## Текст для чтения:
___
По прямой линии до 2-й параллели было около 100 шагов. Но по извилистым ходам (нарочно так рылись, чтобы их нельзя было продольно простреливать с фронта) было всех 300.

Только что вышли – начались потери. Перешагнули через свалившихся и быстро пришли во 2-ю параллель. Там пусто. Значит, 8-я рота, как полагалось, вышла. Не задерживаясь, беглым шагом идем дальше…

На полпути из 2-й параллели в первую линию видим – что-то неладно. В узких ходах, где, чтобы разойтись, один должен распластаться у стенки, чинов попадается все больше и больше… Вид обалделый. Многие уже без винтовок. Плохой знак.

– Почему здесь? Какой роты?

– Отбились… 8-й…

Стрельба по нам еще усиливается. Два или три прямых попадания прямо в ходы… Стенки обваливаются, ходы начинают мелеть…

Еще через десятка два шагов начинают попадаться на дне лежащие люди. Сначала в один слой, потом в два слоя.

Тут и убитые, и раненые, и просто бросившиеся от страха ничком на землю… Таких, пожалуй, больше всего. Идем по живым людям, как по мостовой. Топчем их без жалости. Поднимается злоба. Скоро и по телам нельзя идти.

Шагов за тридцать до выхода в первую линию из людей затор. Сбились в кучу, как бараны. Ход забит окончательно. Что делать? Начинаем бешено вопить:

– Вперед, сволочи! Вперед, мерзавцы! Вперед, так вашу та-так! Вперед!
___
## Данные:
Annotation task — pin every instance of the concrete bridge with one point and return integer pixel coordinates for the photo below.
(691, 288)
___
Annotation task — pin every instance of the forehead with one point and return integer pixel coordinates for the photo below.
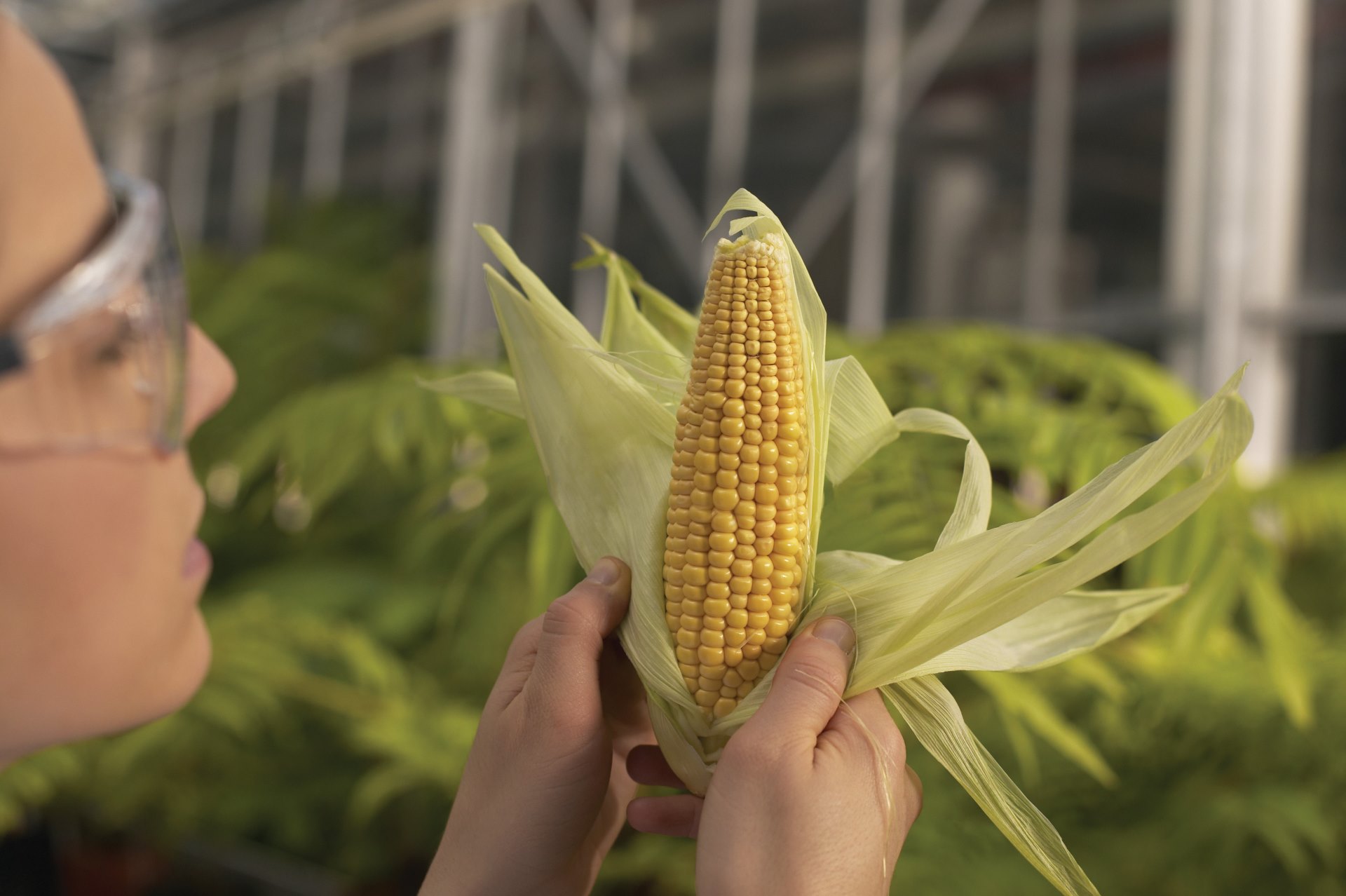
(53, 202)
___
## Задания:
**a)** Сколько шагов, согласно отрывку о продвижении по ходам сообщения, было до 2-й параллели по извилистым ходам?
**b)** Допишите продолжение отрывка о продвижении по ходам сообщения, начав сразу после его последней фразы.
Пункты с данными взяты из другого источника.

## Ответы:
**a)** По извилистым ходам до 2-й параллели было всех 300 шагов.

**b)**
Колотим задних прикладами, в шеи, в спины…

Ничего не помогает. Пробка из обезумевших, потерявших голову людей.

8-я рота и до первой линии не дошла.

На войне ей вообще не везло, а тут еще перед самой атакой рота оказалась без офицера. Овцы без пастыря. Повел фельдфебель и не довел.

Настал «психологический момент». Стало совершенно ясно, что ежели мы под таким дьявольским огнем минутки две еще задержимся, то мы тут так и останемся и из окопов вообще не выйдем.

Порыв не терпит перерыва – это нам долбили еще в военном училище.

Говорю Комарову:

– Послушай, надо вылезать и идти поверху!

– Да не иначе как так, вашесбродие!

– Ну, Господи, благослови! Подсади меня!

Вылез я наверх, пробежал немножко вперед, повернулся спиной к немцам и стал, что было сил диким голосом вопить:

– 12-я, выходи! 12-я, ко мне!

В числе вещей, которые я привез из Петербурга, был у меня свисток-сирена, с на редкость пронзительным и противным звуком. Других таких в полку не было. Еще на занятиях в резерве я приучил к нему роту. Один протяжный свисток – значило: «внимание». Два коротких – «вызов начальников». Три коротких – «вся рота ко мне».

Вперемежку с криками стал махать палкой и свистеть: раз-два-три… раз-два-три…

Еще раза два крикнул, свистнул и вижу: показывается голова фельдфебеля Ермолова, взводного Камкова, выскакивает один, другой, третий… Кучка здесь, кучка там… Наконец повалили… выскочила вся рота…

В написанном виде это довольно длинно. На самом деле все заняло не больше минуты. Ко мне подскочил Комаров:

– Вашесбродие, не стойте так, бегите, убьют!

Точно не все равно было: стоять или бежать.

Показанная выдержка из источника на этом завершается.